Extract every line in the entries below that contains the word "dark".
<<<<
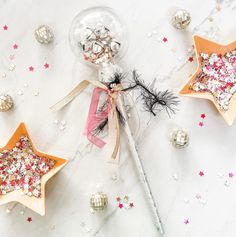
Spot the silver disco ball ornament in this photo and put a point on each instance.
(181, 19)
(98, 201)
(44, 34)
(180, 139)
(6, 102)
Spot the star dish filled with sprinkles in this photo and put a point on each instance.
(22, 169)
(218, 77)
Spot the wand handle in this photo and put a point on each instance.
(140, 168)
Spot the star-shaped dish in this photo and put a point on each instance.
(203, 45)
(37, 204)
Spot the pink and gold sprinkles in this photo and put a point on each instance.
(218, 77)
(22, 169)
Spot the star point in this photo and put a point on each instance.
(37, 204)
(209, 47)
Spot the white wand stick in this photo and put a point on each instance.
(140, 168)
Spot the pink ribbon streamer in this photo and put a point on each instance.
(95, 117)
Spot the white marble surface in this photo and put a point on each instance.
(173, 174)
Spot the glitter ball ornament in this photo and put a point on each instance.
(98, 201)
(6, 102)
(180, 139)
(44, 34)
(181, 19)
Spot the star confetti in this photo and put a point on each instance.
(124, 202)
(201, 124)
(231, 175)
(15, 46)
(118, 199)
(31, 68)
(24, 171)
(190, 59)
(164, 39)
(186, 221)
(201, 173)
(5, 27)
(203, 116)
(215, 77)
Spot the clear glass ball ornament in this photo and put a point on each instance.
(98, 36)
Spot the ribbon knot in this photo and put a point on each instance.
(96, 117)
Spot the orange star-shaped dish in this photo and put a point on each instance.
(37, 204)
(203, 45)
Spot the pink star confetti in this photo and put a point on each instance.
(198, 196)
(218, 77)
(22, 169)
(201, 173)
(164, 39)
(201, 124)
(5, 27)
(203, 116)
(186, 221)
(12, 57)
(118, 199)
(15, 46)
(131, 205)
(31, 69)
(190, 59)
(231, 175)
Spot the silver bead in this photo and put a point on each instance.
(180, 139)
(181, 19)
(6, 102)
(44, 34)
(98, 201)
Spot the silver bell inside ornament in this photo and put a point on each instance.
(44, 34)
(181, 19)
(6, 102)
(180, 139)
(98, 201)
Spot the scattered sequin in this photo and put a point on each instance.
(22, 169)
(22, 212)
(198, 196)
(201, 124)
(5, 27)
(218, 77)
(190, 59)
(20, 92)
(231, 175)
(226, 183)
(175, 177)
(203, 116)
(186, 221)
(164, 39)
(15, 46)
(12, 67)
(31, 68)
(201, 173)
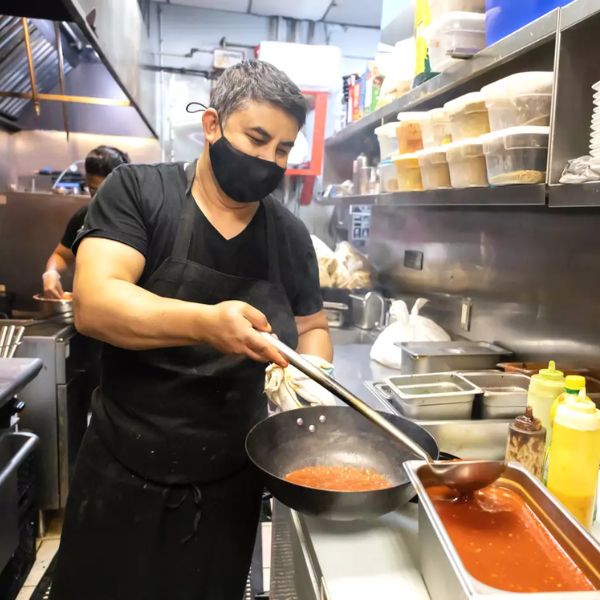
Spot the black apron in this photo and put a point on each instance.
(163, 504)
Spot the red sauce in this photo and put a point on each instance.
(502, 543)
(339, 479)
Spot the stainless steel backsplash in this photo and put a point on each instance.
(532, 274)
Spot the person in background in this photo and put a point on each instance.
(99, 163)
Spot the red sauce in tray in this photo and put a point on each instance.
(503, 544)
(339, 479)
>>>>
<<<<
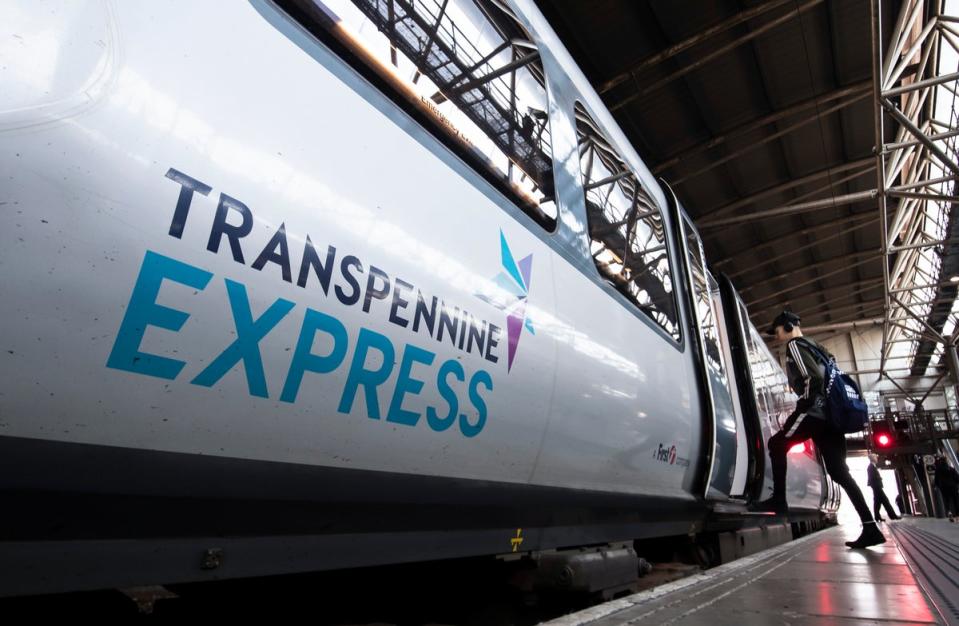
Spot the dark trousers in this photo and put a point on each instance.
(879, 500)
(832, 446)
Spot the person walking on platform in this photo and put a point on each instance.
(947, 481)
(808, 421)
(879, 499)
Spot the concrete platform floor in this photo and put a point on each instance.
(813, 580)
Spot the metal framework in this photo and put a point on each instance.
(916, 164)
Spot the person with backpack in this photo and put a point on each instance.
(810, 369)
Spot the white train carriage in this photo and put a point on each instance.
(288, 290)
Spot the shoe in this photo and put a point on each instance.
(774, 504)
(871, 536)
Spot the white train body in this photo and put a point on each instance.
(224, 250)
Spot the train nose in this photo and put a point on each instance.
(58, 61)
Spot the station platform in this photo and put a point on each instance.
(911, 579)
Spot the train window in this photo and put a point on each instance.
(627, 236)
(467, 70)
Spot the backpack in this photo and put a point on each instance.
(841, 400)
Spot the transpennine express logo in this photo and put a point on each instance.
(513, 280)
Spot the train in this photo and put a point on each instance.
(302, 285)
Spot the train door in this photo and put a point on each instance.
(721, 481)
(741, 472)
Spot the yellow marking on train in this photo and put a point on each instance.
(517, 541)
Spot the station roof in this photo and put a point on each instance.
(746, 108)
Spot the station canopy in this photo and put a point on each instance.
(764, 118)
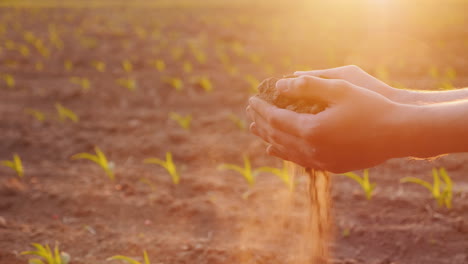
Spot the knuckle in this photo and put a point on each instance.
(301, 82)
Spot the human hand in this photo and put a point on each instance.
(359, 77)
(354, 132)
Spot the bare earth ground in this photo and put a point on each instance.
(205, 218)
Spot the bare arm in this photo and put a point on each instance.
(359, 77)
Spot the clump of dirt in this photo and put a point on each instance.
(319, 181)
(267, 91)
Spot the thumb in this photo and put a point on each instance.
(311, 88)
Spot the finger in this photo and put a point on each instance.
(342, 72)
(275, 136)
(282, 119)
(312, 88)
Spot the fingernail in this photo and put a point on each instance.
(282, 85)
>>>>
<<<<
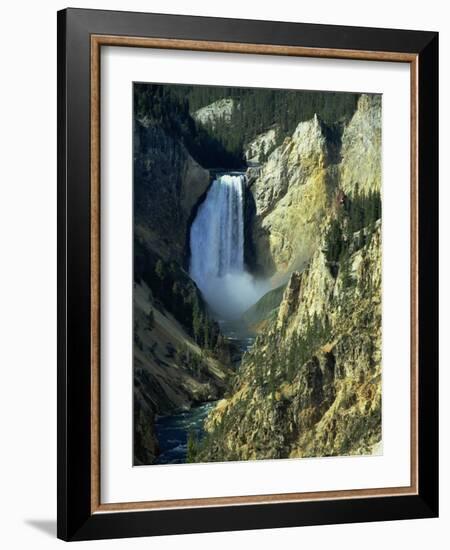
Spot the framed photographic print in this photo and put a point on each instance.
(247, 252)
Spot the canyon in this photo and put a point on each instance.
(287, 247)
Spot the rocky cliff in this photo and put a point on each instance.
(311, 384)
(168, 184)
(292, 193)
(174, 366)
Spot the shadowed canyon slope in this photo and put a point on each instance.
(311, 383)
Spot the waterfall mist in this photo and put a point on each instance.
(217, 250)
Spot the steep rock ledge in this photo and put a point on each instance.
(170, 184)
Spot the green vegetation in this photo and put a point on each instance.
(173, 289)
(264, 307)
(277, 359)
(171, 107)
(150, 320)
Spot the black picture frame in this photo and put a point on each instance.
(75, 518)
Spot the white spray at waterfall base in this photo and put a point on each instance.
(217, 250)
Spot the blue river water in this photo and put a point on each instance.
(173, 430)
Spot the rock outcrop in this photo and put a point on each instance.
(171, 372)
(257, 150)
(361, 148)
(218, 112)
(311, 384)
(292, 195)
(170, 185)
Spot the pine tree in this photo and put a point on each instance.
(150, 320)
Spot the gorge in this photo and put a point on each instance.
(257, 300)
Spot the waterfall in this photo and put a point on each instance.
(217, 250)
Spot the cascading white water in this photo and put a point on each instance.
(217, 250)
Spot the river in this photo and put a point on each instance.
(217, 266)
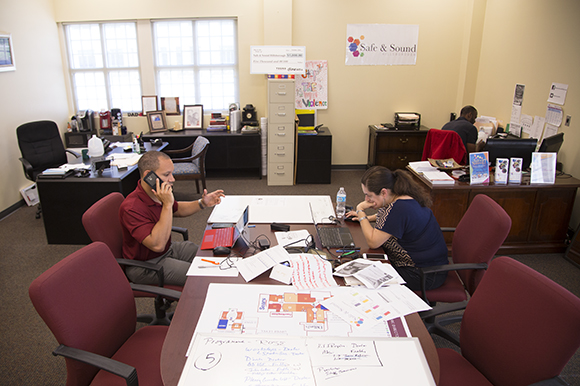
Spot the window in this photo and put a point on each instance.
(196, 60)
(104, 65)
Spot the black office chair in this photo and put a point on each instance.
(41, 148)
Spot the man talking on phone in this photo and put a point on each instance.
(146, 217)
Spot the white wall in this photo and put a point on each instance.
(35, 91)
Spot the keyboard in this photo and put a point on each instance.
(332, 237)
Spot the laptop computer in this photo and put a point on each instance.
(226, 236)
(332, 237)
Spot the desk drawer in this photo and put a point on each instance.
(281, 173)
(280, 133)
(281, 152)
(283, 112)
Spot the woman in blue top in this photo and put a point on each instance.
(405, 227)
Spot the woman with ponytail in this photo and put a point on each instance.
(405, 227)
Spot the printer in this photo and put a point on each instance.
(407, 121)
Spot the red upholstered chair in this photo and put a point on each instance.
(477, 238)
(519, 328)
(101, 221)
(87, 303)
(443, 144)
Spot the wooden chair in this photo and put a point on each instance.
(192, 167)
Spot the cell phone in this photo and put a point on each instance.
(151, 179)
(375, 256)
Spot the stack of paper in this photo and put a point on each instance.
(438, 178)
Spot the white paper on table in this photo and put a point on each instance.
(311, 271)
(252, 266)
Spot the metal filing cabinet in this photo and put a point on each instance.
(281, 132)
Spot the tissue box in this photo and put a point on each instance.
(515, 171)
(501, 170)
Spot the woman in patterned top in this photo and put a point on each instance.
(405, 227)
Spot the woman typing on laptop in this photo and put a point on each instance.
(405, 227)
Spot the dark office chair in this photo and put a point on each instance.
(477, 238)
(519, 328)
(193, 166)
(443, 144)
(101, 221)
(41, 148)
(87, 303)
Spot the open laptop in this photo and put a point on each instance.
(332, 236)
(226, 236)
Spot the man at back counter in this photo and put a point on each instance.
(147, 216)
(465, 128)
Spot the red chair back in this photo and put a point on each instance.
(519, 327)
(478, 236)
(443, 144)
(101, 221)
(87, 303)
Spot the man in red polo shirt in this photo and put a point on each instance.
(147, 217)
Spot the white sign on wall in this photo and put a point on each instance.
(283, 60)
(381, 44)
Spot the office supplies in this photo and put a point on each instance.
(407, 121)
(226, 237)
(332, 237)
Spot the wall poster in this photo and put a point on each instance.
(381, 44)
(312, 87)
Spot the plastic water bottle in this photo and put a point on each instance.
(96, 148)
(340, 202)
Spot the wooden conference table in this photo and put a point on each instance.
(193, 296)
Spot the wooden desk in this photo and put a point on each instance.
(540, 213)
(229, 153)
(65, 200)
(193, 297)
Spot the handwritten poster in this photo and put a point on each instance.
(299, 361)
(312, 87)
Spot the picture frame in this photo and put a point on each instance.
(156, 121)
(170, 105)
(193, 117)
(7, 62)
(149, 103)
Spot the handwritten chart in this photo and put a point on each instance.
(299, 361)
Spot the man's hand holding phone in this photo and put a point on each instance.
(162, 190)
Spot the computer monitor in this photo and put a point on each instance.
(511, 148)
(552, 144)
>>>>
Written solution =
Spot the dark trousers in this photo and put a point on each instance.
Spot the dark office chair in this photo and put a point on each instance.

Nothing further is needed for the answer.